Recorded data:
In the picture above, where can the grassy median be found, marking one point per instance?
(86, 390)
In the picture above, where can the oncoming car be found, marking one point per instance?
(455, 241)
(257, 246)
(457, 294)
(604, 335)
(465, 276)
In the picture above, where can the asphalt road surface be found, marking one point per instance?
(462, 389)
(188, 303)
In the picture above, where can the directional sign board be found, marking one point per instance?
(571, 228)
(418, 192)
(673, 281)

→ OBJECTIVE
Rescale the lines above by writing all of them out again, requests included, with each point coordinate in the answers multiplied by 2.15 and rounded to the nearest whole number, halves rounding up.

→ RESULT FOR THIS TASK
In the picture above, where can the grassy median be found, marking one point per instance?
(185, 839)
In the picture above, where can the oncoming car be found, marking one point per instance?
(978, 518)
(553, 529)
(983, 632)
(1299, 720)
(1000, 593)
In the picture above, where can the asphalt road surface be found, marking one point per instance?
(993, 836)
(404, 651)
In the picture above, where can the directional sign board be found, marking one point per instance?
(1228, 490)
(899, 413)
(1447, 604)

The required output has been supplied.